(Given exercise):
In the forum thread about the Pangeo hub outage, reproduce word for word the part that opens with the words containing "Does someone in" and closes with "data, if possible.".

* START Extract to read *

Us-central1 pangeo hub down?

It does not represent a solution to our blocked data-access, but since I am able to see the data-paths, it gives me confidence in the data still being there, which is what I was worried about the most.

  • Hopefully there exists a way to regain access to folks data quickly!
  • Getting the same hub back online, just for a week or two, would save our research project of a set-back. Probably other folks projects too? We just need to run one computation and store its output, in order to complete. I am hoping there exists some way to re-fund it. crossing fingers

Does someone in the Steering Council know if this is possible or not?
And if not, we would appreciate some ideas into how we can move forward preferably without having to download and move data, if possible.

As of this morning, there is a multipartner email thread making progress on getting access restored.

The current objective is to restore the access to the hub for at least a week so that those impacted have a chance to migrate their critical data.

Besides @ofk123 and @AndMei , if there are others who have been impacted by the loss of the Pangeo hub, please chime in on this thread.

Hello and thank you for all your efforts on all of this! I wanted to add that I ( and several others in my group) have current work on Pangeo without any backup and we would be grateful for the chance to recover the data there!

Hi @jmunroe, our project group is discussing how to complete computations. Would it be possible to restore the hub with the same capacity it had last week, long enough for our computations to complete? If so we want to contribute to funding it.

Our parallelization is sort of tailor-written for the resources on Pangeo’s US Central, and our ~300GB of data is stored in an adjacent bucket. So a restoration would help us avoid migrating our data and finding a different computation-resource.

* END Extract to read *
* START Entries supplied *

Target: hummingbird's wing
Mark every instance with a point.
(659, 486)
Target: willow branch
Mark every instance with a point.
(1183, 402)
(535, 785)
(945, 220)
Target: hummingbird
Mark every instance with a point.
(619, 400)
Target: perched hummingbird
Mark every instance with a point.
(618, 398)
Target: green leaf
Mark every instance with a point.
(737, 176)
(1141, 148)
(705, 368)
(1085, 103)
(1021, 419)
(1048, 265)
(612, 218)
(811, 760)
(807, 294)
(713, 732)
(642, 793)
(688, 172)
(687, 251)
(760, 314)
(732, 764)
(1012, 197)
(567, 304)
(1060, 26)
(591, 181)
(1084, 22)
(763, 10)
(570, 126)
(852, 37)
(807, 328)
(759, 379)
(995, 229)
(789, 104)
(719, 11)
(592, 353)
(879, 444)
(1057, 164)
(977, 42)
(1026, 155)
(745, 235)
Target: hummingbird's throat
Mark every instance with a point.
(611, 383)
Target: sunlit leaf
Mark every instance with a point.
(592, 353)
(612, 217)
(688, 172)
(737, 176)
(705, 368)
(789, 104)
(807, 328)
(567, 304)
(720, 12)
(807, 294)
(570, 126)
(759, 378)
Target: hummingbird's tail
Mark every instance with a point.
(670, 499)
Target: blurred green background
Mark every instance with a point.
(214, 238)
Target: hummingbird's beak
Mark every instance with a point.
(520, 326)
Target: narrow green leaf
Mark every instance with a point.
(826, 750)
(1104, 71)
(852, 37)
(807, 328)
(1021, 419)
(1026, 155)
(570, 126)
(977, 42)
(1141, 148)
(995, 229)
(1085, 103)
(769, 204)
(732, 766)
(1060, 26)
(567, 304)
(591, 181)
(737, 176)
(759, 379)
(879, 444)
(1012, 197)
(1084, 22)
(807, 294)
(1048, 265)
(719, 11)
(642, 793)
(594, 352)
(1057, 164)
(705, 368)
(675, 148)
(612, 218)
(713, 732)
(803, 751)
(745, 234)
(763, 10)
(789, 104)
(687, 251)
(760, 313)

* END Entries supplied *

(Result of the task):
Does someone in the Steering Council know if this is possible or not?
And if not, we would appreciate some ideas into how we can move forward preferably without having to download and move data, if possible.